Records from a dataset
-------------------------
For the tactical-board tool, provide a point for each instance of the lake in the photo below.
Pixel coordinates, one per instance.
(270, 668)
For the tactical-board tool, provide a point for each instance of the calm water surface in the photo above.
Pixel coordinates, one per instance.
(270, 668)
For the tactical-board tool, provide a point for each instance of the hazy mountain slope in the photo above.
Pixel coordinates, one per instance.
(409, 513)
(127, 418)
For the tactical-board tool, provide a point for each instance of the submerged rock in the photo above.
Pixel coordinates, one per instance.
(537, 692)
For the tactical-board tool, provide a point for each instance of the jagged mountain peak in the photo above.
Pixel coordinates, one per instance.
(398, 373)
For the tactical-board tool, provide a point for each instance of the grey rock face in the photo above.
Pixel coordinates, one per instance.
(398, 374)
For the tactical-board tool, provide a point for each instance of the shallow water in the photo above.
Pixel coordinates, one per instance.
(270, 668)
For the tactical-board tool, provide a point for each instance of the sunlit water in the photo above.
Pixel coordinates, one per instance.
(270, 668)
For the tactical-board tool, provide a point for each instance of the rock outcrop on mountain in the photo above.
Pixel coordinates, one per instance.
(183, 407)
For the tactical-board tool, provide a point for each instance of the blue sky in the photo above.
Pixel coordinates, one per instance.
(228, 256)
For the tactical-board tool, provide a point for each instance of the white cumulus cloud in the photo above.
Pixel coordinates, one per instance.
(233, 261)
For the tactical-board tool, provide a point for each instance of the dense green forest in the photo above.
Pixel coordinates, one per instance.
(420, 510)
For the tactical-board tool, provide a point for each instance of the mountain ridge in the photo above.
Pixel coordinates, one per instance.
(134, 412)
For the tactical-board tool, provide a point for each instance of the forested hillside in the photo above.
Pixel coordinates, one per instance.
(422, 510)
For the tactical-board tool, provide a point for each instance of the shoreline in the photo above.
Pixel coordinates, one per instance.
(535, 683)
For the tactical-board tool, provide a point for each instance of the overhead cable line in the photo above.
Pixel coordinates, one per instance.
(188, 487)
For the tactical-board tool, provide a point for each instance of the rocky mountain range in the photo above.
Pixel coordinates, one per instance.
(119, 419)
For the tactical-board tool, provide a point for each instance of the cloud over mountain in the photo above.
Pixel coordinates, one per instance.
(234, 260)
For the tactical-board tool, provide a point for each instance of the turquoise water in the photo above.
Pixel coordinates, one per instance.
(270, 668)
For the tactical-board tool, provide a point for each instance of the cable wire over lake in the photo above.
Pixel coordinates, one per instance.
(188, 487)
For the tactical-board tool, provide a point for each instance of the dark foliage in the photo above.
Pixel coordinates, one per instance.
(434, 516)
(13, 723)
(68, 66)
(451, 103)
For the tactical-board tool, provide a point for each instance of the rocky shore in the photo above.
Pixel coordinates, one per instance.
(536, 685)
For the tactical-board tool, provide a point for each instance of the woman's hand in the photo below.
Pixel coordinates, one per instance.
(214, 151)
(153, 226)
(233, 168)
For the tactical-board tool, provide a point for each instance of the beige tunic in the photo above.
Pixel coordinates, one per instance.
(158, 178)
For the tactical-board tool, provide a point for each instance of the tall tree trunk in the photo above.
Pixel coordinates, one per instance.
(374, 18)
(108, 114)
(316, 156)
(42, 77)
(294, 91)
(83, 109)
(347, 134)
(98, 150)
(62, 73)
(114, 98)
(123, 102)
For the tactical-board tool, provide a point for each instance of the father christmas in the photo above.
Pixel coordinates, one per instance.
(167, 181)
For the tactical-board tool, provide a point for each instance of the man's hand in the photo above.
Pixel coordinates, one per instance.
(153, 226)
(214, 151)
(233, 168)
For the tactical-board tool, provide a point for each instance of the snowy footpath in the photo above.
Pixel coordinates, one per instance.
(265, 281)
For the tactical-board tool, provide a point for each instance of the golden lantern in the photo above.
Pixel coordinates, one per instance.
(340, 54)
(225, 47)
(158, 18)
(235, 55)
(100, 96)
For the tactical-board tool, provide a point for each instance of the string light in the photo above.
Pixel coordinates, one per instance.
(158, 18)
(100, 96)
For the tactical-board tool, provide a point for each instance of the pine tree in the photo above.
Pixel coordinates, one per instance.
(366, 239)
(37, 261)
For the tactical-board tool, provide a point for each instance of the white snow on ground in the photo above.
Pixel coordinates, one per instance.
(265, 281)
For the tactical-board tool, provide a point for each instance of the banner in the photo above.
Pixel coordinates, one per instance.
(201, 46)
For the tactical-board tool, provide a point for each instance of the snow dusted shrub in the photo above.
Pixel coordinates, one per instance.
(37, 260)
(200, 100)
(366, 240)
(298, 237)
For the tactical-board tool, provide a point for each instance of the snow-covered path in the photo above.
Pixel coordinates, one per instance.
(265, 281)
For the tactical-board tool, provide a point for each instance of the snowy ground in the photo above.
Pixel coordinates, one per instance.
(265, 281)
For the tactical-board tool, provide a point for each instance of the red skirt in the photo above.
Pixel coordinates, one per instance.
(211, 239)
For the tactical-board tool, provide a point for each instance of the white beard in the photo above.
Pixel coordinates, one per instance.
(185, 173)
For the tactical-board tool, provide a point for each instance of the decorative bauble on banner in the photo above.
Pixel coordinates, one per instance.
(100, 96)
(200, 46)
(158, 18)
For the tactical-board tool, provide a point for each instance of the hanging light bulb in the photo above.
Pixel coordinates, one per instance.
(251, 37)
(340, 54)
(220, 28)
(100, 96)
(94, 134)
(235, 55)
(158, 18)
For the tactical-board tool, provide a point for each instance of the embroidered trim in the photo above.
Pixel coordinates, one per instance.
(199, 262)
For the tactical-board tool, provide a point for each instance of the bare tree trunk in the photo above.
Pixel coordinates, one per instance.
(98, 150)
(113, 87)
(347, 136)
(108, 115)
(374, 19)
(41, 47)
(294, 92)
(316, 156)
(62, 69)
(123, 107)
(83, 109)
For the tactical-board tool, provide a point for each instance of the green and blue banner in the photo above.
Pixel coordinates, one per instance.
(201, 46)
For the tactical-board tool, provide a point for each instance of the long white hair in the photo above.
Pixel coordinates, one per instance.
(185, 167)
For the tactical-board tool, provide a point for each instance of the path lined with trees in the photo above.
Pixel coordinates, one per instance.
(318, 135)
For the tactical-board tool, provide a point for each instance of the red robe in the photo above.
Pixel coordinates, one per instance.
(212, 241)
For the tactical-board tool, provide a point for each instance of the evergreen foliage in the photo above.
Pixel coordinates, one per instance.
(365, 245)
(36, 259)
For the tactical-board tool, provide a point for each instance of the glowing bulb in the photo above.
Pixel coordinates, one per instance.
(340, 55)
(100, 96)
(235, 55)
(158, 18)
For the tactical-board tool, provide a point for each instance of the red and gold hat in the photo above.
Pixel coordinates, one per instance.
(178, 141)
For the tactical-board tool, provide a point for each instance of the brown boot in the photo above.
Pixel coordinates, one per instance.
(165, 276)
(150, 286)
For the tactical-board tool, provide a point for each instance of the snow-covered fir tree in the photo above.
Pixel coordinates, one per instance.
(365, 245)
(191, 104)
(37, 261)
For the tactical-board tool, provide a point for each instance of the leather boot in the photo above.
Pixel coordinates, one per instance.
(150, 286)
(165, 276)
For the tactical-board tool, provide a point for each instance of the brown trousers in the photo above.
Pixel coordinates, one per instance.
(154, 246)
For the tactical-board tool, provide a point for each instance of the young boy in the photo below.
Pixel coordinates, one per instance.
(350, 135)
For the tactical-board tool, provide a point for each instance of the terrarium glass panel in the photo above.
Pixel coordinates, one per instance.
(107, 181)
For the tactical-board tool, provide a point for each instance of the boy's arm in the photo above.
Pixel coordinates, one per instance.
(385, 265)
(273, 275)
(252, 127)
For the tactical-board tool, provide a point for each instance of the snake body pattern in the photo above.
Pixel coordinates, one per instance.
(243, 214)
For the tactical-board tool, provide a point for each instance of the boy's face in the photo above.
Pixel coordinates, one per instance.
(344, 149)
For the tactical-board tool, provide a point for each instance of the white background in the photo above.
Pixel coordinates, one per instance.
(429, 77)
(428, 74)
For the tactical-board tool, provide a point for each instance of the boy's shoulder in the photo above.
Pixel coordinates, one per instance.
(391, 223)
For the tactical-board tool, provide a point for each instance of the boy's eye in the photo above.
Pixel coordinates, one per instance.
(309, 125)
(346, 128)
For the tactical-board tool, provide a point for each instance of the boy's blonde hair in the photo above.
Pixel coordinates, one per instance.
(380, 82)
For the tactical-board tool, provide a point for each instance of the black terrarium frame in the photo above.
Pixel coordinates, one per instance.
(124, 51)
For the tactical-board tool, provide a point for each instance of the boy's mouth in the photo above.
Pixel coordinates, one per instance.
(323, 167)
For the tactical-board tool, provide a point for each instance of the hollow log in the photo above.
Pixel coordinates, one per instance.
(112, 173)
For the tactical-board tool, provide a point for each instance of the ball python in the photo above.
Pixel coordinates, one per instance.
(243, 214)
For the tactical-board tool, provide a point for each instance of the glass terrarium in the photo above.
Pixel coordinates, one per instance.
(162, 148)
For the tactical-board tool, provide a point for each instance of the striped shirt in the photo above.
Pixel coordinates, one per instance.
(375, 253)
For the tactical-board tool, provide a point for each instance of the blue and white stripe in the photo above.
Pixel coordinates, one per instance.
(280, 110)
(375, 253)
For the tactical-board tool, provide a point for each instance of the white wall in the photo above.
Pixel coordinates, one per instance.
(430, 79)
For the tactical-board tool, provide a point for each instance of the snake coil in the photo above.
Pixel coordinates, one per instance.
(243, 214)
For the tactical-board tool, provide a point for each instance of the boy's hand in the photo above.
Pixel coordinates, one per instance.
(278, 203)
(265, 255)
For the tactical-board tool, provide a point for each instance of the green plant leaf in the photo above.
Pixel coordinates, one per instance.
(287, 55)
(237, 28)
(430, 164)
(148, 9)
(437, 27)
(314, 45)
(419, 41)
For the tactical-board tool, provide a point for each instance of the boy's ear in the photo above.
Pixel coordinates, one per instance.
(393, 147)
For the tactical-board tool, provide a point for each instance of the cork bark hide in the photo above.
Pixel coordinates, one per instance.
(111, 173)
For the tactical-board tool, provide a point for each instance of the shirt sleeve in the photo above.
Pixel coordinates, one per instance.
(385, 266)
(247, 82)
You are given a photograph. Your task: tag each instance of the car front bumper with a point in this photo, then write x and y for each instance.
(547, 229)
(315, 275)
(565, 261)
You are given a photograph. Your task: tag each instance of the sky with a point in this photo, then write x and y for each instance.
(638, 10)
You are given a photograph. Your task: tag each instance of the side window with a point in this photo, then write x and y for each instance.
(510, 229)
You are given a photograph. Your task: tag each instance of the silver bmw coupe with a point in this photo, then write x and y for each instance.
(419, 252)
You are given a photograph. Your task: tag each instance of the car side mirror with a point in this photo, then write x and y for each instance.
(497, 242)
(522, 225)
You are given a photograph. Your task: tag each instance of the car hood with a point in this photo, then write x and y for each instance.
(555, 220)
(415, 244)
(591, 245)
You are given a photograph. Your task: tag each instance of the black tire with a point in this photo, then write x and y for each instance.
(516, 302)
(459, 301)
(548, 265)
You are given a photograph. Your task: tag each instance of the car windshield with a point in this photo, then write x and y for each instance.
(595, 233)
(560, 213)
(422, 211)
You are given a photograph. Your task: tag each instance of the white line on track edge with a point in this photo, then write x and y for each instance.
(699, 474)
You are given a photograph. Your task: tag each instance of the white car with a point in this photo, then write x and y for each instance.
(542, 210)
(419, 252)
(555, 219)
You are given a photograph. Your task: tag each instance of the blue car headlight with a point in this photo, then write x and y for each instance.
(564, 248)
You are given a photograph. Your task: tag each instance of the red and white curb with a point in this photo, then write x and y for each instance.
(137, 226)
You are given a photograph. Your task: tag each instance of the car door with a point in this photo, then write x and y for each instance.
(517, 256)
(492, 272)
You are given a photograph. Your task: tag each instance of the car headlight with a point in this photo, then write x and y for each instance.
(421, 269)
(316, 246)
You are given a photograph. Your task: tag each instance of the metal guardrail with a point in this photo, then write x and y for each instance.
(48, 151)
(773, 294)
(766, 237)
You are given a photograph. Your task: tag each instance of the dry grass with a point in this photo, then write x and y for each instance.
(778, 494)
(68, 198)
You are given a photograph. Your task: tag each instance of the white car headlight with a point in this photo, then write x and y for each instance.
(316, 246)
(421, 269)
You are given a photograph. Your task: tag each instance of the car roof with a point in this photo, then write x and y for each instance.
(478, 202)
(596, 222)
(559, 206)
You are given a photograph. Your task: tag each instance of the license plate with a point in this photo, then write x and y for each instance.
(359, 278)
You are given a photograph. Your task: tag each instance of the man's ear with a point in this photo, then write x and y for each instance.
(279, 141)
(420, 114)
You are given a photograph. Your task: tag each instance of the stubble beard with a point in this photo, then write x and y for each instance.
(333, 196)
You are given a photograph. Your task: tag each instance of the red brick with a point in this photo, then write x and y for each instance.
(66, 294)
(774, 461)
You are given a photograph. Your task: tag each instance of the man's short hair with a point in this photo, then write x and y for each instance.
-------------------------
▶ **THE REQUEST**
The required output is the exact sequence of lines from the one containing "of the license" through the end of the listing, both endpoints included.

▶ **SOLUTION BELOW**
You are given a photograph. Your task: tag each instance of the license plate with a point in this photo, then write x and y for each instance.
(359, 278)
You are given a photograph. Your task: tag each instance of the man's ear with a point in this photo, then write x and y for each instance.
(279, 141)
(420, 114)
You are given a photograph. Your task: tag each instance of the stubble beard with a point in this photo, then write x and y for each instance.
(333, 196)
You are given a photograph. Your task: tag each instance of the red brick with a point in this photo, then write x and y for each instance.
(66, 294)
(774, 461)
You are given a photograph. Your task: tag each instance of the man's short hair with a point in this photo, then write x and y for each instance.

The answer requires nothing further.